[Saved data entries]
-- -- --

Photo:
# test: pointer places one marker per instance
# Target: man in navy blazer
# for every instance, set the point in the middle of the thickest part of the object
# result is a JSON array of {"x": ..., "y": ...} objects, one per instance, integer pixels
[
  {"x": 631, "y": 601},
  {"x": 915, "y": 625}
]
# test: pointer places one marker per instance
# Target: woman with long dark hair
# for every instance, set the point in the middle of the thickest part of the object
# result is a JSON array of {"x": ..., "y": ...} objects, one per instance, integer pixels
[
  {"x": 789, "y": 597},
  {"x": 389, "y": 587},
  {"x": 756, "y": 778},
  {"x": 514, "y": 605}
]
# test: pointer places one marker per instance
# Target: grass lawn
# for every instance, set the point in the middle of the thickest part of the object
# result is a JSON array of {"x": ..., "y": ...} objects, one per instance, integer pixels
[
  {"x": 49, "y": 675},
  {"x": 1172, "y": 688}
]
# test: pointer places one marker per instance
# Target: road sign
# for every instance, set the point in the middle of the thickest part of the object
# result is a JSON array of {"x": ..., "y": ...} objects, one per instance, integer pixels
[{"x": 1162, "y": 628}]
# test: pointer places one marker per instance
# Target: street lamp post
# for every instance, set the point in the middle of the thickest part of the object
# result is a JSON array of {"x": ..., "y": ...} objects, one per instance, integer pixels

-- -- --

Instructions for the task: All entries shown above should be printed again exactly.

Reply to the exercise:
Photo:
# test: pointer places one marker per instance
# Target: man in navy blazer
# for every instance, set the point in the middle of the thickest part of the object
# result is a JSON array of {"x": ..., "y": ...} objects, one per instance, integer pixels
[
  {"x": 631, "y": 601},
  {"x": 915, "y": 625}
]
# test: pointer places one marker per instance
# Target: woman with long dark hair
# for every instance, set the point in the middle of the thickest part of the object
# result is a JSON array of {"x": ..., "y": ...} objects, one per instance, integer pixels
[
  {"x": 789, "y": 597},
  {"x": 389, "y": 587},
  {"x": 756, "y": 778},
  {"x": 514, "y": 605}
]
# test: pointer places one marker per instance
# Target: grass lawn
# for every instance, set the point in the middle of the thickest part of the object
# result is a JSON array of {"x": ..., "y": ...} objects, one per instance, integer pixels
[
  {"x": 49, "y": 675},
  {"x": 1172, "y": 688}
]
# test: pointer places one marker per instance
# Target: road sign
# for every instance, set the point in the middle of the thickest part of the object
# result is a JSON array of {"x": ..., "y": ...} objects, one per instance, integer pixels
[{"x": 1162, "y": 628}]
# test: pointer places one marker per instance
# Target: street lamp post
# for every instance, set the point in the middle of the thickest part of the object
# result is a JSON array of {"x": ..., "y": ...} objects, one per instance, integer pixels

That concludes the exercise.